**TASK DESCRIPTION**
Reproduce the listing below word for word, starting at the line that contains "Target: street light pole" and continuing through its final line, both included.

**EXCERPTED RECORDS**

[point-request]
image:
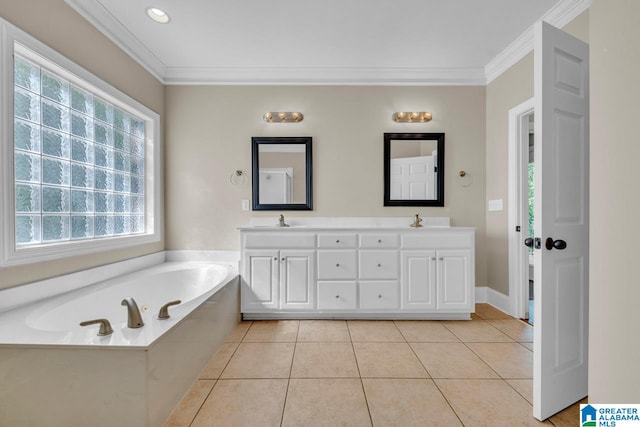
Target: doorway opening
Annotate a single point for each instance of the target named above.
(521, 210)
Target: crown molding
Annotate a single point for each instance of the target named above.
(559, 16)
(100, 18)
(327, 76)
(93, 11)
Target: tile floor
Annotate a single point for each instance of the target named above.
(370, 373)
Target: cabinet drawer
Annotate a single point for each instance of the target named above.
(336, 295)
(441, 240)
(336, 265)
(281, 240)
(378, 264)
(379, 240)
(379, 295)
(336, 241)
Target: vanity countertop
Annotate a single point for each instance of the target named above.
(336, 223)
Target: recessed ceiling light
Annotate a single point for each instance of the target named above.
(158, 15)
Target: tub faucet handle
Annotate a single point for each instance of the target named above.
(105, 326)
(164, 310)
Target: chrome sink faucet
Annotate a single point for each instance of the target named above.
(134, 318)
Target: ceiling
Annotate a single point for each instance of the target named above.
(412, 42)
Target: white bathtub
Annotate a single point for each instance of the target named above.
(55, 372)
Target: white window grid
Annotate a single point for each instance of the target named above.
(79, 161)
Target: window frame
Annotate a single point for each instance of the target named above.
(12, 39)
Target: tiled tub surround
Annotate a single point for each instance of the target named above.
(357, 268)
(133, 377)
(362, 373)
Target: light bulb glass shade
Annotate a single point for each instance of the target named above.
(283, 117)
(158, 15)
(411, 116)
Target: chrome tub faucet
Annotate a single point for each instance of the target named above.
(134, 318)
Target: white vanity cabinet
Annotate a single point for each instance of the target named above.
(278, 279)
(393, 272)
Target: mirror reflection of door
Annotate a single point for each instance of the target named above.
(282, 173)
(413, 170)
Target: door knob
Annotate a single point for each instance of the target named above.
(557, 244)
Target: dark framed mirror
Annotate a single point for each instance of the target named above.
(414, 169)
(281, 173)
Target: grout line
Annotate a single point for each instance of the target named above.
(355, 356)
(203, 402)
(447, 400)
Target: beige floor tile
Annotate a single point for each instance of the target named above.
(323, 331)
(388, 360)
(524, 387)
(219, 361)
(490, 403)
(260, 360)
(187, 409)
(568, 417)
(425, 331)
(241, 403)
(516, 329)
(476, 331)
(509, 360)
(272, 331)
(487, 311)
(325, 402)
(408, 402)
(238, 333)
(451, 360)
(528, 345)
(324, 360)
(374, 331)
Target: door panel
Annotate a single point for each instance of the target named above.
(418, 279)
(561, 212)
(453, 280)
(261, 289)
(297, 276)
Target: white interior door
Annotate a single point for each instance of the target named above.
(412, 178)
(561, 215)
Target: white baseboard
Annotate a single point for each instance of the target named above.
(491, 296)
(481, 293)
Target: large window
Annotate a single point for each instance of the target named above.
(85, 169)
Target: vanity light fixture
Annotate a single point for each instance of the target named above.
(283, 117)
(158, 15)
(412, 117)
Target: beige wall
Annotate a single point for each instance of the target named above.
(57, 25)
(505, 92)
(614, 348)
(209, 132)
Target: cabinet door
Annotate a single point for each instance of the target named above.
(297, 274)
(418, 280)
(454, 280)
(260, 284)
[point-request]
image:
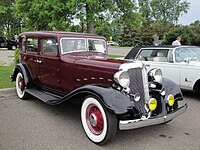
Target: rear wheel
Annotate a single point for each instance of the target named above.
(20, 86)
(100, 124)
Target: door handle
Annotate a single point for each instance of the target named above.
(39, 61)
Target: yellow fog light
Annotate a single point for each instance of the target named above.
(152, 104)
(170, 100)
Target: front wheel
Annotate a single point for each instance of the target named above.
(100, 125)
(20, 86)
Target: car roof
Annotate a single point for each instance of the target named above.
(60, 34)
(133, 52)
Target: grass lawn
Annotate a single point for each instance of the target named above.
(5, 72)
(115, 56)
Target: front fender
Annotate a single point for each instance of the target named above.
(111, 98)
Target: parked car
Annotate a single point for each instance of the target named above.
(181, 64)
(112, 43)
(114, 94)
(9, 44)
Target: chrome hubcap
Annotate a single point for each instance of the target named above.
(94, 119)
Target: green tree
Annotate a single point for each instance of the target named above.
(190, 35)
(163, 11)
(8, 22)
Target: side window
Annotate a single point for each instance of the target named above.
(170, 56)
(69, 45)
(49, 47)
(161, 55)
(95, 45)
(22, 44)
(145, 55)
(32, 45)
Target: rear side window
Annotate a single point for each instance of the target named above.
(160, 55)
(49, 47)
(97, 45)
(32, 44)
(69, 45)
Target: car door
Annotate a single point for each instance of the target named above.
(49, 63)
(152, 59)
(30, 57)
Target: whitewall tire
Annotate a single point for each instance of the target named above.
(20, 86)
(100, 125)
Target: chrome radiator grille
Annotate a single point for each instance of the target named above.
(139, 84)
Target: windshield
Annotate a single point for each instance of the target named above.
(187, 53)
(96, 45)
(79, 44)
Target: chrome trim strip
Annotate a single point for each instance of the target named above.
(138, 123)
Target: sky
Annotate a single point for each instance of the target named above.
(193, 13)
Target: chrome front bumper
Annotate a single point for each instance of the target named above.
(142, 122)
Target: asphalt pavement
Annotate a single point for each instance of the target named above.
(34, 125)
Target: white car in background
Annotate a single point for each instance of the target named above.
(180, 64)
(112, 43)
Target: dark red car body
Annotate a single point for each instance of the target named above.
(114, 94)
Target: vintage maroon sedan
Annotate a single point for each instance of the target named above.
(114, 94)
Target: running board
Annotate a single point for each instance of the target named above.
(44, 96)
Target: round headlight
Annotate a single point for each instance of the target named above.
(152, 104)
(170, 100)
(157, 75)
(122, 78)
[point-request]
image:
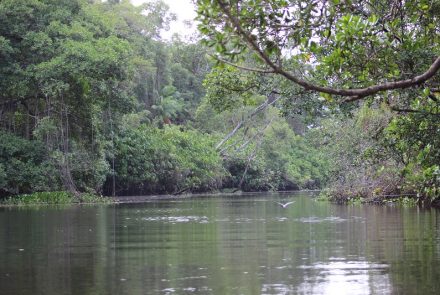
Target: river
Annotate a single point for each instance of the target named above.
(220, 245)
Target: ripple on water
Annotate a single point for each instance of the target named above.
(314, 219)
(177, 219)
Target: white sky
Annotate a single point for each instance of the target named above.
(184, 10)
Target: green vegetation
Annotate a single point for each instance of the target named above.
(366, 78)
(343, 96)
(52, 198)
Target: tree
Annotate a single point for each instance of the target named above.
(352, 49)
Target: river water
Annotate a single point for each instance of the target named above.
(220, 245)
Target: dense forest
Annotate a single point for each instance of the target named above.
(273, 95)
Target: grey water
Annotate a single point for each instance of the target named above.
(220, 245)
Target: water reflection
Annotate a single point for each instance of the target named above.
(220, 246)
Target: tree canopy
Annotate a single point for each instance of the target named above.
(351, 49)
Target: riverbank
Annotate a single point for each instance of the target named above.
(53, 198)
(404, 199)
(65, 198)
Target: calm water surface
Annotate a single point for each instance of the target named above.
(220, 245)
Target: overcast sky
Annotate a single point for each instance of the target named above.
(184, 10)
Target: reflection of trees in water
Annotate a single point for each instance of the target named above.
(220, 246)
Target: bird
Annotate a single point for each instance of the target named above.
(285, 204)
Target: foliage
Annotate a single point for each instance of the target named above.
(347, 48)
(167, 160)
(59, 197)
(416, 139)
(265, 154)
(70, 70)
(24, 166)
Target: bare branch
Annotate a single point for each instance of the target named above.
(249, 117)
(353, 94)
(243, 67)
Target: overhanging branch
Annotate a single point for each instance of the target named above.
(352, 94)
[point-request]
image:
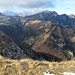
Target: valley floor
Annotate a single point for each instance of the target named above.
(32, 67)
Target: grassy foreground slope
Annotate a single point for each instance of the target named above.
(32, 67)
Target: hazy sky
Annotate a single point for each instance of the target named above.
(33, 6)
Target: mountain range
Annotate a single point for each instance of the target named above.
(44, 36)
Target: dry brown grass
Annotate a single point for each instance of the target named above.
(31, 67)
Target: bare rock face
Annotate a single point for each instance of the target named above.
(9, 49)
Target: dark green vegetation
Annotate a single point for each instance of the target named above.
(43, 36)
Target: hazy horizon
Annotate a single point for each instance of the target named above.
(31, 7)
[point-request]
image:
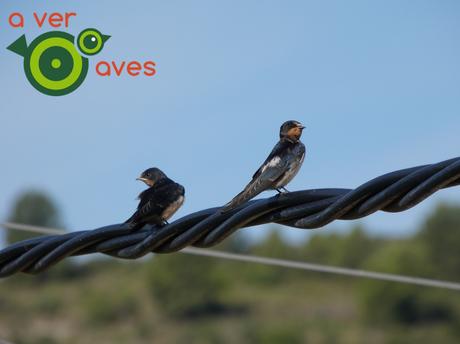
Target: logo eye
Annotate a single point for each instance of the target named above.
(91, 41)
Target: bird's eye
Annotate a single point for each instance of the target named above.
(90, 41)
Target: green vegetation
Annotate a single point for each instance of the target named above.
(33, 208)
(179, 298)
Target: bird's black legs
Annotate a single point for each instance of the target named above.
(282, 190)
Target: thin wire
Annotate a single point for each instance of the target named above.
(427, 282)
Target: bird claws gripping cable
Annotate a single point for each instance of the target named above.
(392, 192)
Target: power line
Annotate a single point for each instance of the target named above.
(392, 192)
(279, 262)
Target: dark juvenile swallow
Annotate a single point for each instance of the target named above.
(159, 202)
(278, 169)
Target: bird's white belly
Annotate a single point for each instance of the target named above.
(170, 210)
(290, 173)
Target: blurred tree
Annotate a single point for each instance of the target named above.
(441, 235)
(33, 208)
(187, 285)
(403, 303)
(272, 246)
(350, 250)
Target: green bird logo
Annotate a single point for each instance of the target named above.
(52, 63)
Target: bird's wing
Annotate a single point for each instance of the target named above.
(263, 179)
(275, 152)
(154, 200)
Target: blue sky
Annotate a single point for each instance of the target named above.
(376, 83)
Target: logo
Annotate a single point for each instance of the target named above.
(52, 63)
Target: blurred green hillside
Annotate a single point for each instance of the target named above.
(179, 298)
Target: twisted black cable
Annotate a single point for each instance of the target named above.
(308, 209)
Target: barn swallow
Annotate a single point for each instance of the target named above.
(159, 202)
(278, 169)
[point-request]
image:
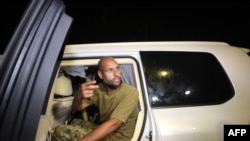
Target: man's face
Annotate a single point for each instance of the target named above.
(111, 74)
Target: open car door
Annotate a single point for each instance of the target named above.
(27, 67)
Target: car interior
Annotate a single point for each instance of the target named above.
(71, 74)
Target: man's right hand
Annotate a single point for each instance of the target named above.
(86, 90)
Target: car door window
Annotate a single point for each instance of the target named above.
(185, 79)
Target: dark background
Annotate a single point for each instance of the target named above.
(141, 21)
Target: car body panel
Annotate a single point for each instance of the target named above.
(30, 65)
(27, 66)
(189, 123)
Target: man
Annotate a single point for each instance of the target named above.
(117, 102)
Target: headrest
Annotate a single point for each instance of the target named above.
(63, 86)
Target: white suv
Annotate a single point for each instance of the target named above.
(188, 90)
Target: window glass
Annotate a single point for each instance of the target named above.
(185, 79)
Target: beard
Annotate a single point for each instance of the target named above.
(111, 85)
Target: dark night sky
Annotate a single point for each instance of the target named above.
(147, 22)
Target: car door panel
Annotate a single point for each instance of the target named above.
(28, 64)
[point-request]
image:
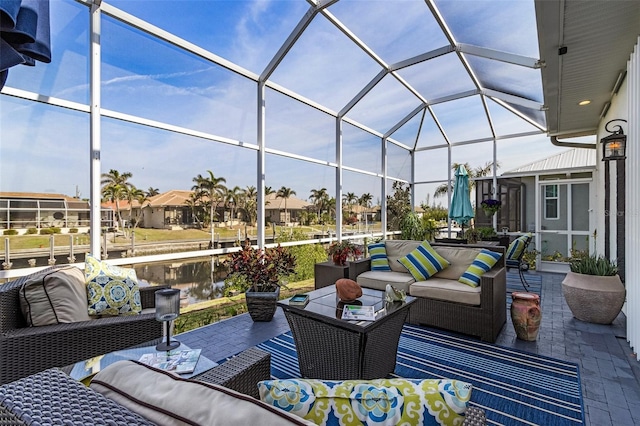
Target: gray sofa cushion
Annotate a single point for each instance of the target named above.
(460, 259)
(446, 289)
(397, 249)
(54, 297)
(378, 280)
(168, 400)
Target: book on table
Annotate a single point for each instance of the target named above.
(299, 300)
(358, 313)
(181, 361)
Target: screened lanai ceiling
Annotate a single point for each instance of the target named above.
(424, 73)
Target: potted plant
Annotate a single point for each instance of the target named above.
(340, 251)
(259, 273)
(491, 206)
(593, 289)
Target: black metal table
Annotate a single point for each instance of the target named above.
(331, 348)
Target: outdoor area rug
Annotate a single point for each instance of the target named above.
(513, 387)
(514, 284)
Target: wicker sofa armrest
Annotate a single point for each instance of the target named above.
(51, 398)
(241, 372)
(29, 350)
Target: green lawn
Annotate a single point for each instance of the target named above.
(18, 242)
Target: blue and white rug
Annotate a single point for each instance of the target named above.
(513, 387)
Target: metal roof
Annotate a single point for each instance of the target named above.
(573, 159)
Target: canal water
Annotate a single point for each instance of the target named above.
(198, 279)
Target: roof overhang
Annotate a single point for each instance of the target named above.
(585, 46)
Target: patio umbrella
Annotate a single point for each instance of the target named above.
(460, 209)
(24, 34)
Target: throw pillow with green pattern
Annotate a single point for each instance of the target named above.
(423, 262)
(365, 402)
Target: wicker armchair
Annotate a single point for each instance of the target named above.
(27, 350)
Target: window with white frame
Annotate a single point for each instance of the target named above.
(551, 202)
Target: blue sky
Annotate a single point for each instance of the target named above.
(46, 149)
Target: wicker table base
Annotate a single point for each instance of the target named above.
(334, 349)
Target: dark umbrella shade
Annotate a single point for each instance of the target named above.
(461, 210)
(24, 34)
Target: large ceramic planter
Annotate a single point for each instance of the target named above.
(526, 315)
(593, 298)
(262, 304)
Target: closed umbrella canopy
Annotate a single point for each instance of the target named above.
(460, 209)
(24, 34)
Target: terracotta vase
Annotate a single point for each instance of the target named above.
(526, 315)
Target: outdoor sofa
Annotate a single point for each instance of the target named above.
(25, 349)
(132, 393)
(442, 301)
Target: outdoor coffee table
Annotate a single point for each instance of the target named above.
(331, 348)
(84, 370)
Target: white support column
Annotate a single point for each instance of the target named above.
(449, 189)
(339, 178)
(260, 184)
(632, 197)
(95, 195)
(496, 196)
(383, 200)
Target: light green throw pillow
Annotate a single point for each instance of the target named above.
(111, 290)
(483, 262)
(380, 401)
(423, 262)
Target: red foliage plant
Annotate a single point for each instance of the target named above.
(261, 269)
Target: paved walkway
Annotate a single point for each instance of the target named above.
(609, 371)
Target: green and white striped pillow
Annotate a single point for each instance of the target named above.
(378, 253)
(483, 262)
(423, 262)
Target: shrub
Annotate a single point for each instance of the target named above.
(594, 265)
(49, 231)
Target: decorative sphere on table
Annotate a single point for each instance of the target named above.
(348, 290)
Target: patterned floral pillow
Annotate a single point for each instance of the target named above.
(111, 290)
(380, 401)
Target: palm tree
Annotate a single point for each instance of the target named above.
(319, 198)
(140, 196)
(194, 203)
(232, 199)
(479, 171)
(285, 193)
(348, 200)
(114, 187)
(152, 191)
(250, 202)
(212, 188)
(365, 201)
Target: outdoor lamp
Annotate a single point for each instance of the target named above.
(614, 145)
(167, 309)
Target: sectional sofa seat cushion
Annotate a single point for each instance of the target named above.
(459, 258)
(397, 249)
(112, 290)
(167, 399)
(378, 280)
(423, 262)
(379, 402)
(378, 254)
(54, 297)
(445, 289)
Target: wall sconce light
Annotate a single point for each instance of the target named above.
(614, 145)
(167, 309)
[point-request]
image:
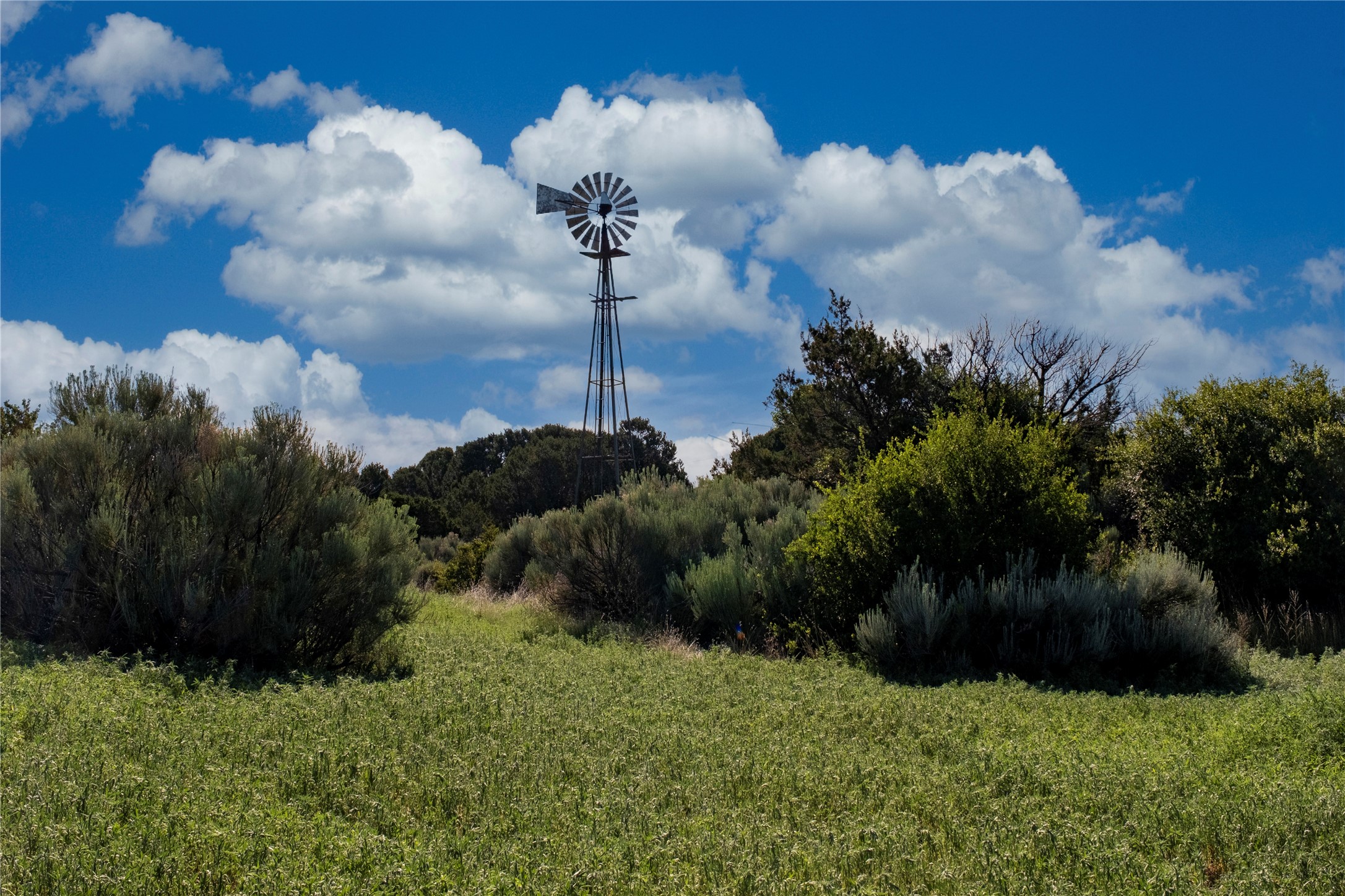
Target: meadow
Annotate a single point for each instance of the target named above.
(517, 756)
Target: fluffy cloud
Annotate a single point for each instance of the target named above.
(241, 376)
(716, 163)
(1325, 276)
(14, 15)
(126, 59)
(280, 88)
(385, 235)
(932, 248)
(1168, 202)
(700, 452)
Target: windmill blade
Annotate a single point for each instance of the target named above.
(552, 199)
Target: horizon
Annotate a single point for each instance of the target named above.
(318, 206)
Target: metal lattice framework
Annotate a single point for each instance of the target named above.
(602, 213)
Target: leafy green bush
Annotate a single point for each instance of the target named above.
(1247, 476)
(961, 499)
(1161, 621)
(495, 480)
(622, 556)
(137, 521)
(464, 568)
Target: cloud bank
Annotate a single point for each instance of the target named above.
(384, 235)
(241, 376)
(128, 58)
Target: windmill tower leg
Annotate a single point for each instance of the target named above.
(600, 213)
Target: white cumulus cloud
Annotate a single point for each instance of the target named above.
(932, 248)
(700, 452)
(280, 88)
(386, 236)
(1325, 276)
(241, 376)
(126, 59)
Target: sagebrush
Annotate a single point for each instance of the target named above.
(137, 521)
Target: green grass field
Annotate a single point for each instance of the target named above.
(519, 759)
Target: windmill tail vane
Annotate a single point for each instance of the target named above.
(600, 213)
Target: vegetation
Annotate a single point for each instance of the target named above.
(521, 759)
(959, 501)
(498, 478)
(865, 390)
(1248, 476)
(136, 521)
(620, 556)
(1159, 624)
(18, 419)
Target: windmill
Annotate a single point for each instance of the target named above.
(600, 212)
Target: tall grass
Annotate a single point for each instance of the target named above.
(521, 759)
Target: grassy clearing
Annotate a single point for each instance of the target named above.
(518, 759)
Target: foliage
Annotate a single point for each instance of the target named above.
(519, 759)
(1161, 622)
(864, 390)
(496, 480)
(615, 556)
(464, 568)
(1247, 476)
(139, 522)
(18, 419)
(970, 493)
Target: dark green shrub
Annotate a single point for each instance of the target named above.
(496, 480)
(464, 568)
(1247, 476)
(962, 498)
(137, 521)
(615, 556)
(1076, 622)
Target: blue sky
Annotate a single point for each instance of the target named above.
(329, 205)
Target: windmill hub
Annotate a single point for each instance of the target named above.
(600, 213)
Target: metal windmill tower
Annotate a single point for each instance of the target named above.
(600, 213)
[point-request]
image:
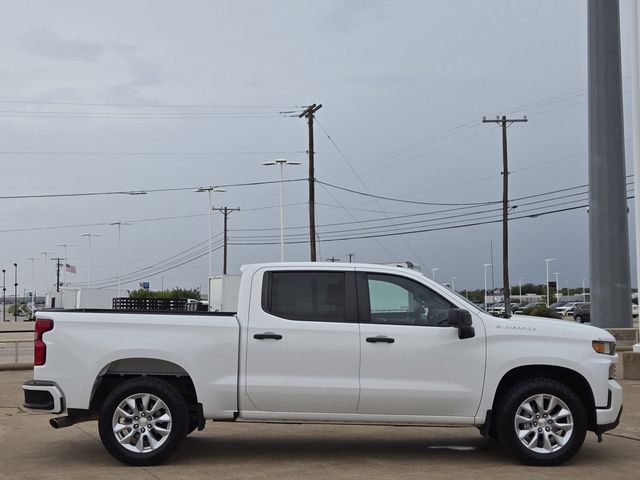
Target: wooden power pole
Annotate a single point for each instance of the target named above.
(505, 122)
(308, 114)
(225, 211)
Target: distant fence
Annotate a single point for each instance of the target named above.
(149, 304)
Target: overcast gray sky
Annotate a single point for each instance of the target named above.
(121, 95)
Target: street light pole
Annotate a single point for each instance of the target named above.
(282, 162)
(33, 281)
(210, 190)
(520, 288)
(558, 294)
(486, 265)
(433, 273)
(15, 294)
(4, 290)
(547, 260)
(89, 235)
(119, 224)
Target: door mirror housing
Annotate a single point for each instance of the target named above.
(461, 319)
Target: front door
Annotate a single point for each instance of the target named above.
(413, 363)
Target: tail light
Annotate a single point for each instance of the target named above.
(39, 348)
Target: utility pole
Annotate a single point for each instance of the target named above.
(225, 211)
(308, 114)
(15, 294)
(505, 122)
(58, 264)
(608, 224)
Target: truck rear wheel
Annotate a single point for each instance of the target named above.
(143, 420)
(541, 421)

**THE COMPLETED TASK**
Target: street light pole
Annotate a single point for each instance of the target named above.
(282, 162)
(33, 281)
(210, 190)
(520, 288)
(558, 294)
(486, 265)
(433, 273)
(15, 294)
(4, 290)
(547, 260)
(89, 235)
(119, 224)
Target: door mirror housing
Annotate a single point for each instance of the target named above.
(461, 319)
Target: front door
Annotate a single point for each instance of the target named above.
(413, 363)
Target: tail light
Annotate a single point for each instance of the target named above.
(39, 348)
Target: utility pole
Annotate a single point for each instance of the target named above.
(225, 211)
(308, 114)
(15, 294)
(505, 122)
(58, 264)
(608, 224)
Target: truck rear wheel
Annotate a single point for each instance of the target named above.
(143, 420)
(541, 421)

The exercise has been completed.